## WHAT IS BEING ASKED
Reproduce the entries below verbatim, starting at the line that contains "task | identify every instance of the white cloud" and ending at the final line of the entries.
** start RECORDS TO PROCESS **
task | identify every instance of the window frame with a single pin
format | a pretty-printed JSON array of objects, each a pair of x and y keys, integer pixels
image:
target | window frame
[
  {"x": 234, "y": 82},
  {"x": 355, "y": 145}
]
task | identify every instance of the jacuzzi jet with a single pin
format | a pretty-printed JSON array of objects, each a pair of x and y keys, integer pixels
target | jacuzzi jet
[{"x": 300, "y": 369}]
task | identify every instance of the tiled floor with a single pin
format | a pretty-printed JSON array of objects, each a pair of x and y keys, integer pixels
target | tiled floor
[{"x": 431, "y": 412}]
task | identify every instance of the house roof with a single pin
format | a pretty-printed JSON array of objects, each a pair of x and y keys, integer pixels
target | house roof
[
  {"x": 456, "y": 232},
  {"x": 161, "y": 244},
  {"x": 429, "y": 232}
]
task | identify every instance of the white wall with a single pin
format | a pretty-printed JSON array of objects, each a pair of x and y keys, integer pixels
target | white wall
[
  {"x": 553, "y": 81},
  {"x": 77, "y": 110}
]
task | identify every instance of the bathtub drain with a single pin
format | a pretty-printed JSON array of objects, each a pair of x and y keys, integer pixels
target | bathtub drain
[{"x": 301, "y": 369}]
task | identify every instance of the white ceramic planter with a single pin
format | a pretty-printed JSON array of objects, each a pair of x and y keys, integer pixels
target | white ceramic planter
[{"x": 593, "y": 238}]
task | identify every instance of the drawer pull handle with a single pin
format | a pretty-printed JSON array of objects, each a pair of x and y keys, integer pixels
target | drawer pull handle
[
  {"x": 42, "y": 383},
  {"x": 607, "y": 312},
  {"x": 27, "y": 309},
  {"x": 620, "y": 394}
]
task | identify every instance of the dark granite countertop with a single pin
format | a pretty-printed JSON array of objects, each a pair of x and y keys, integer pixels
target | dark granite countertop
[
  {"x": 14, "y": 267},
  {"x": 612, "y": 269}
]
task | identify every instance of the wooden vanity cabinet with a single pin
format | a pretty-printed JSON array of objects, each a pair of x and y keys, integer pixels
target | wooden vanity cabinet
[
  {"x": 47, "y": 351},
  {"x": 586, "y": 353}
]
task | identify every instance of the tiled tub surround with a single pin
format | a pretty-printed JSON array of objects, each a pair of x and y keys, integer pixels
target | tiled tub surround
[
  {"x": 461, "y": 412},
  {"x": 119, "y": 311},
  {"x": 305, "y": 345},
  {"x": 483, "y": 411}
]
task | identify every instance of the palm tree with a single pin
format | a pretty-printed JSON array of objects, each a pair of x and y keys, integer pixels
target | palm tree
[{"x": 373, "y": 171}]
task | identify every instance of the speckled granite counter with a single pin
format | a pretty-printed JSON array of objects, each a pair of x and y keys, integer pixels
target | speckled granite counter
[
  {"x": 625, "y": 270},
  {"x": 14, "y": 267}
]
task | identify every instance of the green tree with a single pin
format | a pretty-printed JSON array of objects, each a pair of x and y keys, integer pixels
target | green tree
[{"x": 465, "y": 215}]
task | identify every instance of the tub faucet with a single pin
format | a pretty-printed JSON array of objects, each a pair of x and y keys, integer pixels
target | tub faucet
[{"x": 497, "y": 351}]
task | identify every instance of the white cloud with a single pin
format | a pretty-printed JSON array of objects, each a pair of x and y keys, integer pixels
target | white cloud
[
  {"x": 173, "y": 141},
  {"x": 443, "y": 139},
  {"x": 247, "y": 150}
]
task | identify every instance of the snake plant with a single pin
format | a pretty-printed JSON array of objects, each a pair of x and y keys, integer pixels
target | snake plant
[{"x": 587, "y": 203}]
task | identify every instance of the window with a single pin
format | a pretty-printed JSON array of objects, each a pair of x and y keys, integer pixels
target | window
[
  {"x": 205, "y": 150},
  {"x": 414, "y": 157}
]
** end RECORDS TO PROCESS **
## ANSWER FOR THE TASK
task | identify every instance of the white cloud with a single pin
format | a pretty-printed JSON array of objects, each a pair of x and y keys, integer pixels
target | white cloud
[
  {"x": 173, "y": 141},
  {"x": 443, "y": 139},
  {"x": 247, "y": 150}
]
task | identify every instance of the snake plant with a single pin
format | a pretty-printed JSON array of objects, each a pair of x and y keys, integer pixels
target | snake plant
[{"x": 587, "y": 203}]
task | identify every instance of the window with a single pin
format | a pretty-printed JSON array of objects, each a pair of x and y keys, integer pixels
target | window
[
  {"x": 205, "y": 150},
  {"x": 414, "y": 157}
]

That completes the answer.